- [AVAILABLE DATA]
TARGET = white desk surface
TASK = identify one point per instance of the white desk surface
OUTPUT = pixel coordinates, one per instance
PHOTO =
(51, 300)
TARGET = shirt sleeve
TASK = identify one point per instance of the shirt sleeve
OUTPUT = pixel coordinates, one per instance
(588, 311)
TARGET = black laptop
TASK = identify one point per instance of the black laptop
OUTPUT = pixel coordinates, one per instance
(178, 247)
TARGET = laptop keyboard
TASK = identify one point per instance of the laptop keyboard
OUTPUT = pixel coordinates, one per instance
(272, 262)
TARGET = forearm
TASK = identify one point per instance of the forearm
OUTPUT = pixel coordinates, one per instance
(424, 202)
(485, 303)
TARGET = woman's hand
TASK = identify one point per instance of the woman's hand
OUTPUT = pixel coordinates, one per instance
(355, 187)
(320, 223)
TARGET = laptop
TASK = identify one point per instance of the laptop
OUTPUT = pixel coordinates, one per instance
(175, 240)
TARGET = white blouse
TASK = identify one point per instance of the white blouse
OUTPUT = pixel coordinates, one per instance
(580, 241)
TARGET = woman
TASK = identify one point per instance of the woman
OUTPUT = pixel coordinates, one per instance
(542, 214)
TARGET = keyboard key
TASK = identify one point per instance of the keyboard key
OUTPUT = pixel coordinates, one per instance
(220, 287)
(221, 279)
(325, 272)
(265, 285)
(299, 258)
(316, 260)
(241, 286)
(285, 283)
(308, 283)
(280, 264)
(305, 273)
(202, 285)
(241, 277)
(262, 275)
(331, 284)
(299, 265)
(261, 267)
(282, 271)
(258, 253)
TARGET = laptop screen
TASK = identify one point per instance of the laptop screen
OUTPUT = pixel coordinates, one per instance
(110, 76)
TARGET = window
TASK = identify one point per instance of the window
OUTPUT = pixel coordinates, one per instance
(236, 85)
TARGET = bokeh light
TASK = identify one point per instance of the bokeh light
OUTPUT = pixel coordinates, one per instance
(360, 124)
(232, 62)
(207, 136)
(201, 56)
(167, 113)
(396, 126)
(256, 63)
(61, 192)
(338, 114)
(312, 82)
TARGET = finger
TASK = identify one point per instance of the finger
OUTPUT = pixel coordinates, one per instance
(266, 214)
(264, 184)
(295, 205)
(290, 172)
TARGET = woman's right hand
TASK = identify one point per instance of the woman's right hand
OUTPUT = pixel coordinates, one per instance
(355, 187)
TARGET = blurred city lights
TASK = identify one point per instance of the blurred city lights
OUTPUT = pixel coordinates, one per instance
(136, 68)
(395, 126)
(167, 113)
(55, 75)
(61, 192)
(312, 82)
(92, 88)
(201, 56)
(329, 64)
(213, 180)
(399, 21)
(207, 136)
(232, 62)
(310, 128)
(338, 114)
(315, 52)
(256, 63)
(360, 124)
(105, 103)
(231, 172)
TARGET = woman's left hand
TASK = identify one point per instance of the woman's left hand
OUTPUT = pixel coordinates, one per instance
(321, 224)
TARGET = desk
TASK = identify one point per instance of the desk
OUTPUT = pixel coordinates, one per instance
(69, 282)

- [TRY IT] The word "window": say how many lines of the records hold it, and give nothing but the number.

- [RESULT] 2